GOAL OF THE EXERCISE. Each line from the one containing "Target: baby's head" through the last line of the data below is to be written out verbatim, and nothing more.

PROVIDED MATERIAL.
* * * *

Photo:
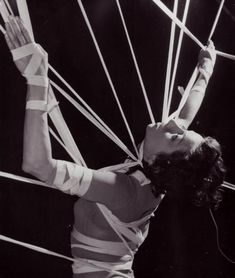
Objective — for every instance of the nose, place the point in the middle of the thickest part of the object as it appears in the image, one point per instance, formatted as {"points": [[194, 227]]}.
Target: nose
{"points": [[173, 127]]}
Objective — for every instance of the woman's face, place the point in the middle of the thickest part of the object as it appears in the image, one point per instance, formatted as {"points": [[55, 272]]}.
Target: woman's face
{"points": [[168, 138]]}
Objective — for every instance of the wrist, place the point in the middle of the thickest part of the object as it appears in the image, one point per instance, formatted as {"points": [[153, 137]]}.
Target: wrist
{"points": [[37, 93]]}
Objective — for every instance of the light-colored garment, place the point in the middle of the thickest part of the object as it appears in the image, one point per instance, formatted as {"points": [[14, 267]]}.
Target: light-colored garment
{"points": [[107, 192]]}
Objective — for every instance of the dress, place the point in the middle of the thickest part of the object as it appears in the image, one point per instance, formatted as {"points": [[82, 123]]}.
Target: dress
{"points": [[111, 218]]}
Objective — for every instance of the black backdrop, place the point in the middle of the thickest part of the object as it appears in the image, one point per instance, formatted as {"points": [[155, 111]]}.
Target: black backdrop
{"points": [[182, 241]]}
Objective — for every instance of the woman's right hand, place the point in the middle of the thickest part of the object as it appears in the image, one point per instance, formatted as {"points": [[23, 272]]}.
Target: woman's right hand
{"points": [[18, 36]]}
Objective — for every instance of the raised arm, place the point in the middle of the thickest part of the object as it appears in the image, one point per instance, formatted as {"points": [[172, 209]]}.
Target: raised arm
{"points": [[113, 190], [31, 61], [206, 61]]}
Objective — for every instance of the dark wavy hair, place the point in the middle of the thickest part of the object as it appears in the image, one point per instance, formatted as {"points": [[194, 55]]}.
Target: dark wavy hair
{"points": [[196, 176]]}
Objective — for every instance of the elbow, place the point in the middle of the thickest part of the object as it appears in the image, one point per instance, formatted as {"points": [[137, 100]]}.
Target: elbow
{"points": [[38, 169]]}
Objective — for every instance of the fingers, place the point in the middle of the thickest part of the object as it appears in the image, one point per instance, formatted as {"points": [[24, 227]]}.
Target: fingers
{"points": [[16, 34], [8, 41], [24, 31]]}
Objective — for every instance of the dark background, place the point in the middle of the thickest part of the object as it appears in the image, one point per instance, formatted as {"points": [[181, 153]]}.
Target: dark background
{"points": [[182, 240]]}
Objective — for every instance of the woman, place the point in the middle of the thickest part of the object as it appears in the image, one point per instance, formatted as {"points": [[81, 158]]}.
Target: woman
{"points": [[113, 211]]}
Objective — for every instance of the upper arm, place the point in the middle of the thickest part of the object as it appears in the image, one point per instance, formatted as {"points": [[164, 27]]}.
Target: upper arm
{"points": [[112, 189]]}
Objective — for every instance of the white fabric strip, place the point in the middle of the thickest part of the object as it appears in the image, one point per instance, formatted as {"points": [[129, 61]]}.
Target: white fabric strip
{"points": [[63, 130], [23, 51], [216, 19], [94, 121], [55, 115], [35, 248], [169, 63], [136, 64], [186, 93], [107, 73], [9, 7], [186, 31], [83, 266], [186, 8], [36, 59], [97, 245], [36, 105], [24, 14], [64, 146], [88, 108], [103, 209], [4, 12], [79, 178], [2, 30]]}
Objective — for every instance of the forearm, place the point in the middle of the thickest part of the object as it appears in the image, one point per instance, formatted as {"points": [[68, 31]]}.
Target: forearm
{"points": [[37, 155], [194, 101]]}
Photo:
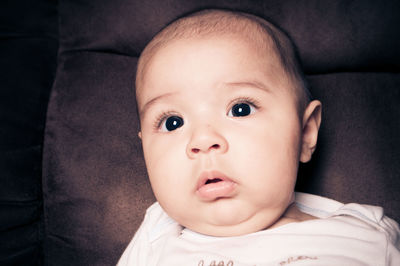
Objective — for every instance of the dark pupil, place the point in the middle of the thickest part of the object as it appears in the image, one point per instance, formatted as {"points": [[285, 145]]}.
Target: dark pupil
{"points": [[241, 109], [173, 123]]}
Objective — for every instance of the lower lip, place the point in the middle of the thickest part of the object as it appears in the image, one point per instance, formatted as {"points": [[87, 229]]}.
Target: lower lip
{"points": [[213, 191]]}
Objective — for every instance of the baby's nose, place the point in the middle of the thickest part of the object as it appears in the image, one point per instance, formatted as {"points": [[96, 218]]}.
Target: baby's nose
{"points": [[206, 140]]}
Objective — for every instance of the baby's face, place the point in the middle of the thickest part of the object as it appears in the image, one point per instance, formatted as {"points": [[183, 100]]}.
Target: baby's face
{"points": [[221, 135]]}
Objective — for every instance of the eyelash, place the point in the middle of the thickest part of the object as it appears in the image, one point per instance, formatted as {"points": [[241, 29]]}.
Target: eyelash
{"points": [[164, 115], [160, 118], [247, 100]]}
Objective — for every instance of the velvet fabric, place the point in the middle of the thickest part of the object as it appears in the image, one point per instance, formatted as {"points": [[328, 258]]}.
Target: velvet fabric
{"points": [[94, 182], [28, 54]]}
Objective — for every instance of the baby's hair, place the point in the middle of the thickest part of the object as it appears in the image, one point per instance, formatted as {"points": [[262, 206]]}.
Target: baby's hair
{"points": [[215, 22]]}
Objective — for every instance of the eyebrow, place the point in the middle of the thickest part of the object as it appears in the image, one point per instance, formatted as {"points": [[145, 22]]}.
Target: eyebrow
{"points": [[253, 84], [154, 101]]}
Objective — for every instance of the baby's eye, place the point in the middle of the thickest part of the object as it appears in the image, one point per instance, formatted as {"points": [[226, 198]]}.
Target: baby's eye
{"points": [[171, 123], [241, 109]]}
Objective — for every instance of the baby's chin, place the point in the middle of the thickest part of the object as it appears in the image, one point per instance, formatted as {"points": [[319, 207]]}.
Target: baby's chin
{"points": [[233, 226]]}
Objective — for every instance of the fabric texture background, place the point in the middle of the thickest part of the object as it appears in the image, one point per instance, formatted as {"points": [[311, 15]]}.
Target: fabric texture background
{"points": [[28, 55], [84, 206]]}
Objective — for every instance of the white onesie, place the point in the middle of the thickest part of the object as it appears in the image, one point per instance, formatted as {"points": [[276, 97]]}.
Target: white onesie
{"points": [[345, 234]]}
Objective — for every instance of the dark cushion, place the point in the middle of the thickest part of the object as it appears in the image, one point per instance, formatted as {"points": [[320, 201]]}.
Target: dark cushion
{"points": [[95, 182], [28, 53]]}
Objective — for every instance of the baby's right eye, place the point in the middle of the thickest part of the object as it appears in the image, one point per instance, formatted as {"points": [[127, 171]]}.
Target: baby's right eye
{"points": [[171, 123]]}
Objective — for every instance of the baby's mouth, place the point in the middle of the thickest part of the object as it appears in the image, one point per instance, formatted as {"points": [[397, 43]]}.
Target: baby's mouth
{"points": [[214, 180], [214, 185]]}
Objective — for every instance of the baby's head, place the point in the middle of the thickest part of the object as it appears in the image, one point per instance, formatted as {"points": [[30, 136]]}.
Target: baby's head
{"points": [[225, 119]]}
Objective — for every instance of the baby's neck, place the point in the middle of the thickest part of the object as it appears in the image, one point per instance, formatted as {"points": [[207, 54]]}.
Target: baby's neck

* * * *

TASK ANSWER.
Target: baby's head
{"points": [[225, 119]]}
Objective — for every instance of the baby's neck, place the point in the middle of the thickest part of the object as it appears in the image, one point per instance, formatted as {"points": [[207, 54]]}.
Target: baby's neck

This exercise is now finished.